-- Data for analysis follows --

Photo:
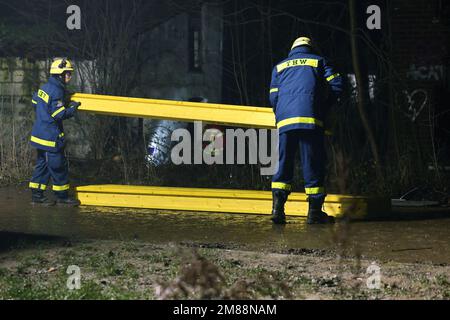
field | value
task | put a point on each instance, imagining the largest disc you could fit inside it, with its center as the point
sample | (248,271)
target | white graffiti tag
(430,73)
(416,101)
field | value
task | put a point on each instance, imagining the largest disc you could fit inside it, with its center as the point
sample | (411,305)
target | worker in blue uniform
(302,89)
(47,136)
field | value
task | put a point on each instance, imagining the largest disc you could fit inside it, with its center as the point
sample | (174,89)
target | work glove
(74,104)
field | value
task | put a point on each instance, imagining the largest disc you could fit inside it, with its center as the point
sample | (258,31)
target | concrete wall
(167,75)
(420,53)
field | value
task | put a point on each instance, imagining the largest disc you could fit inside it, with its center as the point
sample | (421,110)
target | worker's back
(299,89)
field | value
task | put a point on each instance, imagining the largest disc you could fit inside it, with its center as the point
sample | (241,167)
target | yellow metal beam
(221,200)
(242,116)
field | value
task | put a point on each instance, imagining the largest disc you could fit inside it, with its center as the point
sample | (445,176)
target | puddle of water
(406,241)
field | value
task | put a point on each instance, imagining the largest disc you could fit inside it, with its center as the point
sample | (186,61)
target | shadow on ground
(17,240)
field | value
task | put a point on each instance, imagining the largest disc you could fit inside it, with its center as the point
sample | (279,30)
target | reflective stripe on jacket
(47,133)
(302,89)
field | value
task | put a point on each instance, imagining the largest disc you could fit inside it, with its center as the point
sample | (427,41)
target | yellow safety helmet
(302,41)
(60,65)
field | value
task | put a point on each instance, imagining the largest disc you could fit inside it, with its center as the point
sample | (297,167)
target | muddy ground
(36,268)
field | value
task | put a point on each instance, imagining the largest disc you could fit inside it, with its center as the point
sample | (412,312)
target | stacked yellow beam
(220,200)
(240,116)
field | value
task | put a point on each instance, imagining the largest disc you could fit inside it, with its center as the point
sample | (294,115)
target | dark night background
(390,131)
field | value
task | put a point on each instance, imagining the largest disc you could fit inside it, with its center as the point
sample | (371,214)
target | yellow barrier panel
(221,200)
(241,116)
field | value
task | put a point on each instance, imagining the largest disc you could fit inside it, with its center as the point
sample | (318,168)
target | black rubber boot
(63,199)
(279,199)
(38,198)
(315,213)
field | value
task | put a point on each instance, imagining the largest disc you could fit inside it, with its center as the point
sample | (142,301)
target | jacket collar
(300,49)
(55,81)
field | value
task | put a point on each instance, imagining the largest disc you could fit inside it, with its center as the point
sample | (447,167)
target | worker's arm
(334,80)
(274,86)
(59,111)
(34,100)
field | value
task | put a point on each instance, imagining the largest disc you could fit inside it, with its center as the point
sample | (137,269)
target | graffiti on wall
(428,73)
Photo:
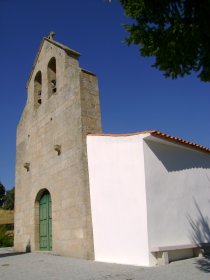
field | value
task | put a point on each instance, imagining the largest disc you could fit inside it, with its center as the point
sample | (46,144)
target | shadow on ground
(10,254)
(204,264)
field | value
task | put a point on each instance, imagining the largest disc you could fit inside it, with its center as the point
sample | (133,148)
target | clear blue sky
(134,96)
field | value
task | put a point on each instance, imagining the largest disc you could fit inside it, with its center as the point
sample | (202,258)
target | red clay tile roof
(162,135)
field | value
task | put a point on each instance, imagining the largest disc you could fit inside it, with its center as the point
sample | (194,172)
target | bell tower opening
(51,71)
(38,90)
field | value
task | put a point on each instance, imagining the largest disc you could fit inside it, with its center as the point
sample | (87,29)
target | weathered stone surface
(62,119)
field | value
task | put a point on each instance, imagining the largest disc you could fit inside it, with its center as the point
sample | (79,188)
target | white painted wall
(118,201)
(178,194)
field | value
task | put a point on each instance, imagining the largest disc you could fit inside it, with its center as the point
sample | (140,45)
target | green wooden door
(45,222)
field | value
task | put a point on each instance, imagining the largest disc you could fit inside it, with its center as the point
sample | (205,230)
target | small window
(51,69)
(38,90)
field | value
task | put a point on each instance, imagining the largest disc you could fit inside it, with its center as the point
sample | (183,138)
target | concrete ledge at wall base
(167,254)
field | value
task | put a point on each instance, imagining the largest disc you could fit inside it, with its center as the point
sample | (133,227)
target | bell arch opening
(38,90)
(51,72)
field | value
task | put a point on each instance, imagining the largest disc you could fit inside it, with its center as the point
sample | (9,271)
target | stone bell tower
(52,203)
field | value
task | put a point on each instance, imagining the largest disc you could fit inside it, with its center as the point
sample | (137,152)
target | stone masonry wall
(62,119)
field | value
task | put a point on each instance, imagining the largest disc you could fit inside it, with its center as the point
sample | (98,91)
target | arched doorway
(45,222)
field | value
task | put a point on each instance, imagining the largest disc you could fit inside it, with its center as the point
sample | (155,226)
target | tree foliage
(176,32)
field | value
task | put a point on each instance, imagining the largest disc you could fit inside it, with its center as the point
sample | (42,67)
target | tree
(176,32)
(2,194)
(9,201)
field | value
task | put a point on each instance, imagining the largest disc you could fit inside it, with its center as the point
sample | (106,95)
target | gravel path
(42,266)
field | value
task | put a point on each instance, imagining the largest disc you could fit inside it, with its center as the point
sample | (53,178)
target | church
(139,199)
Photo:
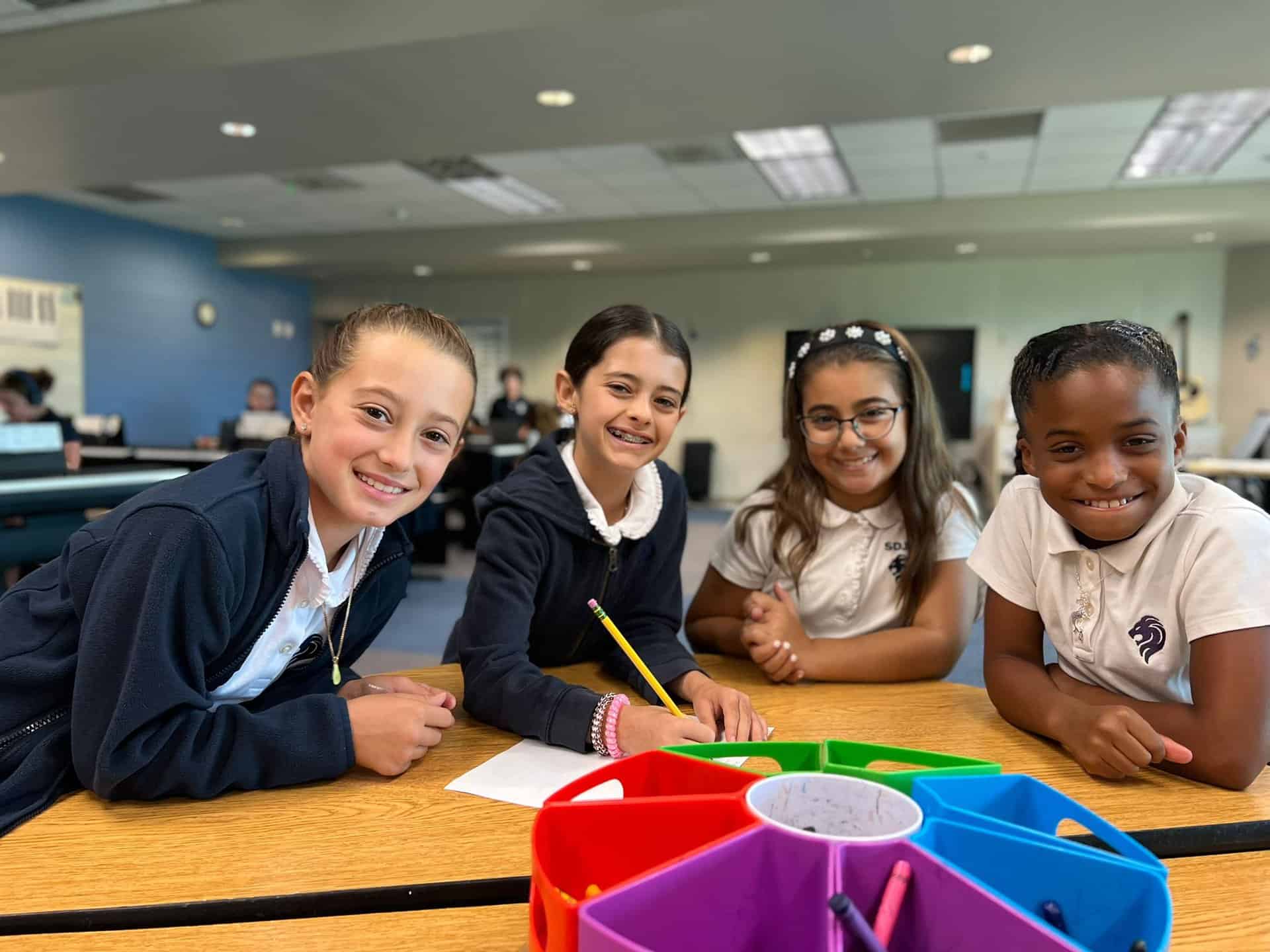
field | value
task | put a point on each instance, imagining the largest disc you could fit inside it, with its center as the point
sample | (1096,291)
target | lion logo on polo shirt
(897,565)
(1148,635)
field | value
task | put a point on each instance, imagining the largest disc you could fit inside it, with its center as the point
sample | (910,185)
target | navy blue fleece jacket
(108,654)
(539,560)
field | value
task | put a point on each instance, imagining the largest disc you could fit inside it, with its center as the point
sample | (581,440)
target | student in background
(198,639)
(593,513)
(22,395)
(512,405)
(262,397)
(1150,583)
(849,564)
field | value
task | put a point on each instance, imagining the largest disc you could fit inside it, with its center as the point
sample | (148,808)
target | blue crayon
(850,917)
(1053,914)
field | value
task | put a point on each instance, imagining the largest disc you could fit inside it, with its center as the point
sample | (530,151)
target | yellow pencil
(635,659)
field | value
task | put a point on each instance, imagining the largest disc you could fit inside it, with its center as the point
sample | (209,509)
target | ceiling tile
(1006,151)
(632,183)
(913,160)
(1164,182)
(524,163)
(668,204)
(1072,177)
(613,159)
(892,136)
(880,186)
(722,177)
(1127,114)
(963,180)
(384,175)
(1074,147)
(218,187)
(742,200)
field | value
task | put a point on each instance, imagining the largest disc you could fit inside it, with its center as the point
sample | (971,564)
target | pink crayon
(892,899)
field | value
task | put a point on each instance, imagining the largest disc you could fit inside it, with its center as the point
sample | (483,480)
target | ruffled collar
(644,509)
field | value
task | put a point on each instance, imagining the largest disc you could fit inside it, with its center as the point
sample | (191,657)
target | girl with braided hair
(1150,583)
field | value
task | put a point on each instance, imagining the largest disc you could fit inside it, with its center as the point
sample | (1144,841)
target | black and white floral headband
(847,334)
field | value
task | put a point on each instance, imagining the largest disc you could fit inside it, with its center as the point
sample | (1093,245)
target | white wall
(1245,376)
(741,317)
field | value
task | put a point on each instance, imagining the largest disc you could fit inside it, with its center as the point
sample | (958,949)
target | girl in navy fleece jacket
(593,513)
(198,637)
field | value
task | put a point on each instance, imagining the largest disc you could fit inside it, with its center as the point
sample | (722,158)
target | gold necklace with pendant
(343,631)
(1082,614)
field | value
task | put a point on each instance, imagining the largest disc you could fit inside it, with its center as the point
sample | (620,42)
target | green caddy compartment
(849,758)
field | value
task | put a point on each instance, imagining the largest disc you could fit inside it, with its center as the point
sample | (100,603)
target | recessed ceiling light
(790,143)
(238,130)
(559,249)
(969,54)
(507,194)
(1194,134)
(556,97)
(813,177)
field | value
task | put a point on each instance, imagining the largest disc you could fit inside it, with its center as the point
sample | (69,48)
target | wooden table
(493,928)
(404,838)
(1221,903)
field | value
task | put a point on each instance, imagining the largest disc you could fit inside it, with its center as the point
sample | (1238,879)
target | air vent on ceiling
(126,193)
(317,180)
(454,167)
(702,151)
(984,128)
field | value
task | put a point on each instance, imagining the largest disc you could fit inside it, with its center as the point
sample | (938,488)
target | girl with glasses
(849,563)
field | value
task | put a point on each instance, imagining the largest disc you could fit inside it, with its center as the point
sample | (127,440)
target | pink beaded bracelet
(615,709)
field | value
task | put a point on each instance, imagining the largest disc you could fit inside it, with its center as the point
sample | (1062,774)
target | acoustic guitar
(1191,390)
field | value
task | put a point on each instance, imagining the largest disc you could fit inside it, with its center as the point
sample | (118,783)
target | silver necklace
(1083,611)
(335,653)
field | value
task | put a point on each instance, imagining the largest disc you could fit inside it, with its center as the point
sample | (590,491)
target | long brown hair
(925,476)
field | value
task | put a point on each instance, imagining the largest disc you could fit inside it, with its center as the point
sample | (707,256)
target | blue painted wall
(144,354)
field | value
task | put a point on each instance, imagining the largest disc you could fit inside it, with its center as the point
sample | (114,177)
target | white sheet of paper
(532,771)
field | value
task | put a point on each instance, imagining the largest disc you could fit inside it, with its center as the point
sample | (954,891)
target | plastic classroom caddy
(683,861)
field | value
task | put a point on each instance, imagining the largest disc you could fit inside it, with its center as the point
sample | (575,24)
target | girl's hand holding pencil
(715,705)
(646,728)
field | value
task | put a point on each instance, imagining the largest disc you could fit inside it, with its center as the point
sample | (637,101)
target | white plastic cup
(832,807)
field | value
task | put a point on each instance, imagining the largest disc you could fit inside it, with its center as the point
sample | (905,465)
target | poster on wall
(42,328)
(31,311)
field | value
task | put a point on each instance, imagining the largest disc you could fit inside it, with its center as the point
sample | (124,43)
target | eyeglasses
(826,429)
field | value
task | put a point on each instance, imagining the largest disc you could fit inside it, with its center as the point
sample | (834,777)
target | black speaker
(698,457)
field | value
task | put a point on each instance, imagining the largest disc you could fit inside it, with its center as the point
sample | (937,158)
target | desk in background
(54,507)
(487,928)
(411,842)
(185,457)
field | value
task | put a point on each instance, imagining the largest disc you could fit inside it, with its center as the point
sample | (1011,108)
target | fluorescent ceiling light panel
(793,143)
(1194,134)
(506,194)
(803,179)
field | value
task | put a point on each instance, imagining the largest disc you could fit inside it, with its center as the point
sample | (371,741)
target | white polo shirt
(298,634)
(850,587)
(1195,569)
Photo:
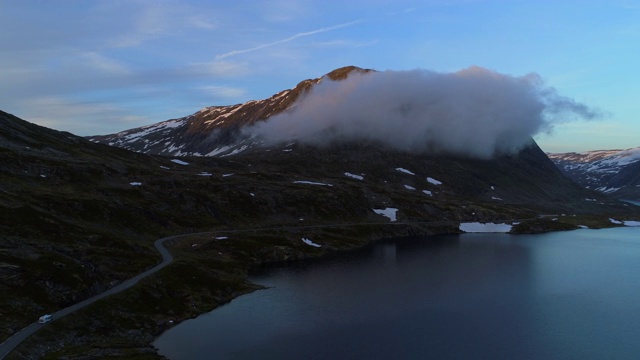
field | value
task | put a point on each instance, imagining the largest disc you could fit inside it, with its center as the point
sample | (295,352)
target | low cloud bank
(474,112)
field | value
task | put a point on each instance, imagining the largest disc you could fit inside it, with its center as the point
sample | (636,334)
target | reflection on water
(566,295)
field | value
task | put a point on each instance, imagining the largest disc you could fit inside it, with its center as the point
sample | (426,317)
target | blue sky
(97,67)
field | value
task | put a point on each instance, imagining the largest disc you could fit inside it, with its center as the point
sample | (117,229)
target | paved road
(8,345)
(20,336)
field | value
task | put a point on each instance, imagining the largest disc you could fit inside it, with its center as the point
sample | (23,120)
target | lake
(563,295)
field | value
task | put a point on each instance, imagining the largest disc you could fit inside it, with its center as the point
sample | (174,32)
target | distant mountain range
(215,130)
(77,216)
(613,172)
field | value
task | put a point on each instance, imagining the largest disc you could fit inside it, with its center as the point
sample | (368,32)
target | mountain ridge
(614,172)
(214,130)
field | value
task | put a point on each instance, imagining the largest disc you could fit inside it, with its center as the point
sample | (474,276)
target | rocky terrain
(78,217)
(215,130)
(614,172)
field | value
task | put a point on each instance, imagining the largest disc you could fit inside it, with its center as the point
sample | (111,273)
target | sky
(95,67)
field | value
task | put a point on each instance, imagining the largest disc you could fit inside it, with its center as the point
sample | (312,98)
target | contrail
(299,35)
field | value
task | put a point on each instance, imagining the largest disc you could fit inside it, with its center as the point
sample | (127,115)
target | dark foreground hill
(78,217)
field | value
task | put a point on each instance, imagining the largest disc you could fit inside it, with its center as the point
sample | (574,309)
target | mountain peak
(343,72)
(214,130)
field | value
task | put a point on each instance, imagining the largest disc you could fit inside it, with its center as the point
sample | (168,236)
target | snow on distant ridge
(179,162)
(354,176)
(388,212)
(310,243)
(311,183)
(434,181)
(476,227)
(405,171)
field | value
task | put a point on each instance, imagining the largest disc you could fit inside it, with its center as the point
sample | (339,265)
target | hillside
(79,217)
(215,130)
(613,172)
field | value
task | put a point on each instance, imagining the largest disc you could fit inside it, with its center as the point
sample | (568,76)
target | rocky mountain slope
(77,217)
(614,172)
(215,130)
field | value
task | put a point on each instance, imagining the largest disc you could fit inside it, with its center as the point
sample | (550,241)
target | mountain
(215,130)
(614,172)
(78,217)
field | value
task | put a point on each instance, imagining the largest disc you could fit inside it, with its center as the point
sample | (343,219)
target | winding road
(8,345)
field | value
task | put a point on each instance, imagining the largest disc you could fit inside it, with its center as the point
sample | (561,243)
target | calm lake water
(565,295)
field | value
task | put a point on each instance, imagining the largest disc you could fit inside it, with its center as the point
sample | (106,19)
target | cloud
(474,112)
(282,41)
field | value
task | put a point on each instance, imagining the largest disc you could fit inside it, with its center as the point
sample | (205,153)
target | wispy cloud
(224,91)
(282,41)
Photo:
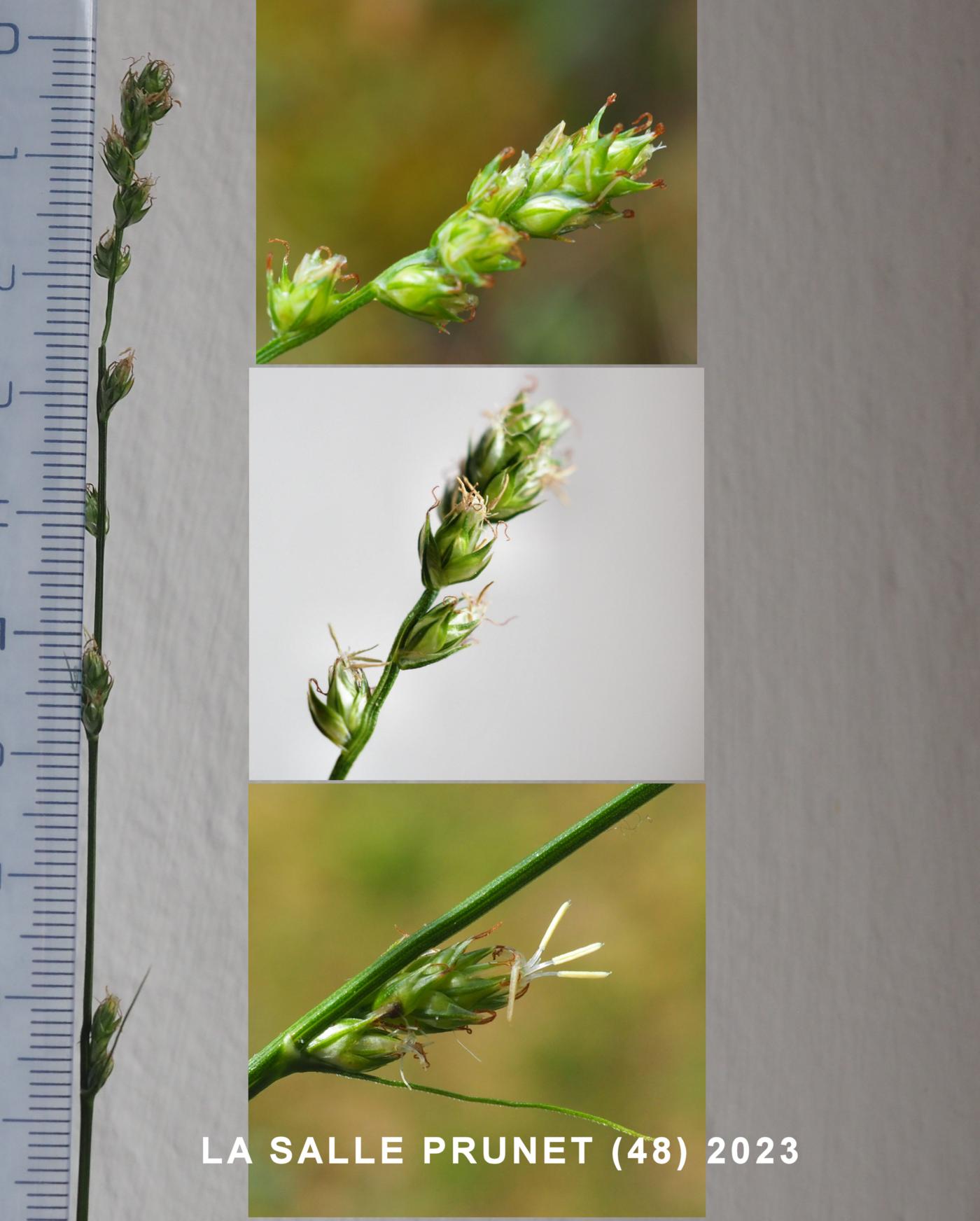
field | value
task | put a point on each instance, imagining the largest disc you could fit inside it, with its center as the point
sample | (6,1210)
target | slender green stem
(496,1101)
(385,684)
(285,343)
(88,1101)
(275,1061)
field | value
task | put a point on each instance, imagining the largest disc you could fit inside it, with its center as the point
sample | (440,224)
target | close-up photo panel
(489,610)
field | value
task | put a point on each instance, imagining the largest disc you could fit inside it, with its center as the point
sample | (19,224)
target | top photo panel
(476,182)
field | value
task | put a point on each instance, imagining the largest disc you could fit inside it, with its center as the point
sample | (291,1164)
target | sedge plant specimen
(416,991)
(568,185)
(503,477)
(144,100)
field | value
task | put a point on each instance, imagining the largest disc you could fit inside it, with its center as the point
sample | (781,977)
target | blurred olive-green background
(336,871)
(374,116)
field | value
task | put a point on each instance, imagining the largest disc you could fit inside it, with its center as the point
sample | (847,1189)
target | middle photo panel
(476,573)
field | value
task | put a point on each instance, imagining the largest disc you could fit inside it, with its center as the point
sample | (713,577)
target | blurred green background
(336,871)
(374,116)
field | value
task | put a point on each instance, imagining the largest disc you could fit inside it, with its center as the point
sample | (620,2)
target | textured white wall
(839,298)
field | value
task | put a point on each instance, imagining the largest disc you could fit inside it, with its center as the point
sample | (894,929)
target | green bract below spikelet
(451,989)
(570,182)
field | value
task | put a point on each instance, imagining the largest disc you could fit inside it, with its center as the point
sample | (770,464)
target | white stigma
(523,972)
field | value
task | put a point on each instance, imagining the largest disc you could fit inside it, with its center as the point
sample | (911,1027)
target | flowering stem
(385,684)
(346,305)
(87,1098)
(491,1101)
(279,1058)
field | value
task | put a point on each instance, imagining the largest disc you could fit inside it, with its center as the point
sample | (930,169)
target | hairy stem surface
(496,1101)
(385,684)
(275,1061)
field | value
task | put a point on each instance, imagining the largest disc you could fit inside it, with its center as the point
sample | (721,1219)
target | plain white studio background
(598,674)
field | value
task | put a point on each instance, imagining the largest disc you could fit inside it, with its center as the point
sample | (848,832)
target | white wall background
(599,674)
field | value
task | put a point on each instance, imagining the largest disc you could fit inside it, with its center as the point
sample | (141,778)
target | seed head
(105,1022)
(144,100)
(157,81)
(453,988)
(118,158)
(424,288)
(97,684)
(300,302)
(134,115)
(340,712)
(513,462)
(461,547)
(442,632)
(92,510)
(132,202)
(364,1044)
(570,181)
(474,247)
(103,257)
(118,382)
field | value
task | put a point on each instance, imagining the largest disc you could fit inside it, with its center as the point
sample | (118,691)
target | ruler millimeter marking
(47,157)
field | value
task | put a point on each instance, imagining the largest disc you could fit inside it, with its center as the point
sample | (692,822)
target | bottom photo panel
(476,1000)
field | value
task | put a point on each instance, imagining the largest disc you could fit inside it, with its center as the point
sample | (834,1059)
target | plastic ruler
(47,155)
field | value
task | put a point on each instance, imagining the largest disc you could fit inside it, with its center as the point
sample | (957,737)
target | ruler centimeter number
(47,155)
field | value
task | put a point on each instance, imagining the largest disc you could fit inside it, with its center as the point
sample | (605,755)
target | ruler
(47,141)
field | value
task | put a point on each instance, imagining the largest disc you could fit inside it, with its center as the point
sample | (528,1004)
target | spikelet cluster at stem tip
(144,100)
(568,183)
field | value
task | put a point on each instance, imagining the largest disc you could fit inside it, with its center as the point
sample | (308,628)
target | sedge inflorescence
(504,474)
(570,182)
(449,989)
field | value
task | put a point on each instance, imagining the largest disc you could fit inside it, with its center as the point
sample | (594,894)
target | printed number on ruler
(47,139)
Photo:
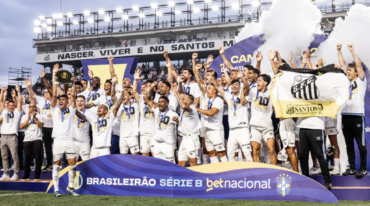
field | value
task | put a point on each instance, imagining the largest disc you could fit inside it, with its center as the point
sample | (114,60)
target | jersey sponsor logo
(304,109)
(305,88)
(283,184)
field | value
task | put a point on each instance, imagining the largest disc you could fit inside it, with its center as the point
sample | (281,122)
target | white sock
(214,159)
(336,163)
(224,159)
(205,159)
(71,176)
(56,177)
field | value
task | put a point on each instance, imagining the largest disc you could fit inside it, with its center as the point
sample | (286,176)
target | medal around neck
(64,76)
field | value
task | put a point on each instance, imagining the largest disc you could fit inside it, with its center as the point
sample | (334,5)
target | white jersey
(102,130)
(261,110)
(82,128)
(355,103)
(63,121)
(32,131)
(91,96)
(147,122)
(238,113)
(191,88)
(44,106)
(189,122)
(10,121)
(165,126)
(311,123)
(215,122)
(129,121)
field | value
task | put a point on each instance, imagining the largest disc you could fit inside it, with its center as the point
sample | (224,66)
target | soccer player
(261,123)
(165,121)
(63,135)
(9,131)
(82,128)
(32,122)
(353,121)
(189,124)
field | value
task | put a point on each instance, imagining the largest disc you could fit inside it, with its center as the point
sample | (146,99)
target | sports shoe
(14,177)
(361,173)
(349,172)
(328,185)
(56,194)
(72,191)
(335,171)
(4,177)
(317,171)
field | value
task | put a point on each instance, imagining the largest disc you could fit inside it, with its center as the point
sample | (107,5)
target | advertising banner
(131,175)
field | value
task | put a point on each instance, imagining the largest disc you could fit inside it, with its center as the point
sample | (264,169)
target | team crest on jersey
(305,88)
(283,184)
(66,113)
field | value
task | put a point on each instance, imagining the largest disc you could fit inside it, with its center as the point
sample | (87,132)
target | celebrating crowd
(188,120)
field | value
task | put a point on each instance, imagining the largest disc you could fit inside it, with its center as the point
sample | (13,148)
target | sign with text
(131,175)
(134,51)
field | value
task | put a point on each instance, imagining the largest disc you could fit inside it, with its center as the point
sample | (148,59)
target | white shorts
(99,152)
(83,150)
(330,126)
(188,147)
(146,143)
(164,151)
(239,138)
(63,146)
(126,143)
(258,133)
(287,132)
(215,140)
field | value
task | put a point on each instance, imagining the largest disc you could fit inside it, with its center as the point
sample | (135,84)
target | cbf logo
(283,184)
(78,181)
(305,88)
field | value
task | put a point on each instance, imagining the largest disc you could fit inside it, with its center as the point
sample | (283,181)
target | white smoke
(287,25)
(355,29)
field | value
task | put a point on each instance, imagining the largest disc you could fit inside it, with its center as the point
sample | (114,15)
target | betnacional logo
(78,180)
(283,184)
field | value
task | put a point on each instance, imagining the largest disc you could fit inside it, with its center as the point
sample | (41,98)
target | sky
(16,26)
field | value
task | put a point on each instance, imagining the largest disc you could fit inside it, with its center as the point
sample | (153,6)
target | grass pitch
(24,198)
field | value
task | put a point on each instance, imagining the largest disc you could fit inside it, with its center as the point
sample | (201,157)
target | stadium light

-- Data for analysis concluded --

Which lines above run from the one containing "target | worker in blue uniform" to the one containing "sample | (421,110)"? Give them again exactly, both ends included.

target | worker in blue uniform
(302,89)
(47,136)
field | value
task | put a point on each instance, imagining the largest disc you could fit inside it, with its center as the point
sample | (174,89)
target | work glove
(74,104)
field | value
task | put a point on each instance, imagining the largest disc you could fit inside it, with its center as the point
sample | (258,31)
target | concrete wall
(167,75)
(420,53)
field | value
task | put a point on each instance, imagining the largest disc you could fit inside it, with its center as the point
sample | (421,110)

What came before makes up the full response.